## What is expected
In the data below, find every line with the word "wristwatch" and copy it out.

## Task inputs
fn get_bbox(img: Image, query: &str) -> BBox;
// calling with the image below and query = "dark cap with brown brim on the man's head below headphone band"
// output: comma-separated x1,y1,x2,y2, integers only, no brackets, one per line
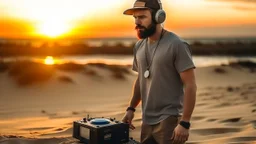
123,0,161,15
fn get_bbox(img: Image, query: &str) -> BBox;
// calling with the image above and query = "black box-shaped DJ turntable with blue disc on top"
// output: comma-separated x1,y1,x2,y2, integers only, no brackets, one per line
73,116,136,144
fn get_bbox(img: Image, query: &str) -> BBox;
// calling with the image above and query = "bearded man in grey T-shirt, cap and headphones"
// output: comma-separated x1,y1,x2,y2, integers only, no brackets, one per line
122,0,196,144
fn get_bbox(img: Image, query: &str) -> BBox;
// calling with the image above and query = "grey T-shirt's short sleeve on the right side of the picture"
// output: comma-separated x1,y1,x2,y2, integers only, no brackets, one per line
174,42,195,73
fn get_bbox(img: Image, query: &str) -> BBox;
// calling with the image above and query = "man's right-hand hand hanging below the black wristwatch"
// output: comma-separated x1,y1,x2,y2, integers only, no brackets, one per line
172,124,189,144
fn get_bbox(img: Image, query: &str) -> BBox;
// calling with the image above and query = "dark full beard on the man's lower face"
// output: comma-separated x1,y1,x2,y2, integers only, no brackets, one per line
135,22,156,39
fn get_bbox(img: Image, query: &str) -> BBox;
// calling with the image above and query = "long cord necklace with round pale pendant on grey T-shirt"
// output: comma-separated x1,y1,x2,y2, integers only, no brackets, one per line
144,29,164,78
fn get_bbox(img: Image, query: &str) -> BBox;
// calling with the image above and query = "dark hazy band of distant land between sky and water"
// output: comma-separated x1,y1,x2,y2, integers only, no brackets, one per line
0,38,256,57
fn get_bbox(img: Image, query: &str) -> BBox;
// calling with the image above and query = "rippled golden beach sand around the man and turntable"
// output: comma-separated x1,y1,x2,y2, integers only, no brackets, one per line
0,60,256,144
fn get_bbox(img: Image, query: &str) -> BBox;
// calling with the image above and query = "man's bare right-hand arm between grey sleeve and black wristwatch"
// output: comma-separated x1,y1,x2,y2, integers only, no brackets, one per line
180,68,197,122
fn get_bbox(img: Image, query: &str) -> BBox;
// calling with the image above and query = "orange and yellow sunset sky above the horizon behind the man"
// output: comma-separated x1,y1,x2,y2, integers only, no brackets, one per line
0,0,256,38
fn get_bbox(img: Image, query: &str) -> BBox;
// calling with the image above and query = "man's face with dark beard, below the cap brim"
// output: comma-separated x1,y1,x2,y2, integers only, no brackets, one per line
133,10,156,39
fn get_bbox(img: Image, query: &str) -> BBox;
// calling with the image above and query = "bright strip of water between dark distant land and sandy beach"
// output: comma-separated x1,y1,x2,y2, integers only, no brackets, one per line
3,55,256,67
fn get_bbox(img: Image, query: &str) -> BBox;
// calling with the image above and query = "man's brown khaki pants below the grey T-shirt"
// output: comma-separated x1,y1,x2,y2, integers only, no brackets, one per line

--

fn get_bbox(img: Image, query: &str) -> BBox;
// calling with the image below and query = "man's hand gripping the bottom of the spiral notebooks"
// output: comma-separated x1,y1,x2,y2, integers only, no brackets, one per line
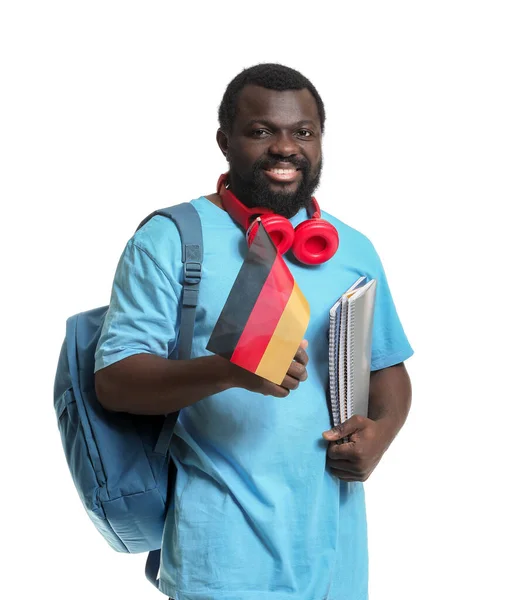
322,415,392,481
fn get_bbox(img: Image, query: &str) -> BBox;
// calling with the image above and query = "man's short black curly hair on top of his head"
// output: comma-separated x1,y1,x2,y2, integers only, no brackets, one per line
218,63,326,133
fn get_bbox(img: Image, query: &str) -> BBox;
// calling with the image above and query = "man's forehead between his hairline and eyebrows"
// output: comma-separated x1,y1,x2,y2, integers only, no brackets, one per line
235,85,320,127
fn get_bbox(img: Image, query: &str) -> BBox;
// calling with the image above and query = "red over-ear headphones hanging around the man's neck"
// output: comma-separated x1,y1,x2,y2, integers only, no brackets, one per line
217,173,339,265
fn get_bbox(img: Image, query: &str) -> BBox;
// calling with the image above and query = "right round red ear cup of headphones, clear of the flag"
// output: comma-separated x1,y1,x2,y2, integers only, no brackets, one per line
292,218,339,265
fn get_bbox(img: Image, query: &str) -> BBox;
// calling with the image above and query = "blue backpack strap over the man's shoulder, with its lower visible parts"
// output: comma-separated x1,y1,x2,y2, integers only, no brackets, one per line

## Reply
// calling with the image above and query = "man's right-hand hand hanging below the black wristwatch"
// calling with the image above and query = "man's bare right-hand arm between grey sleeve and black wristwatch"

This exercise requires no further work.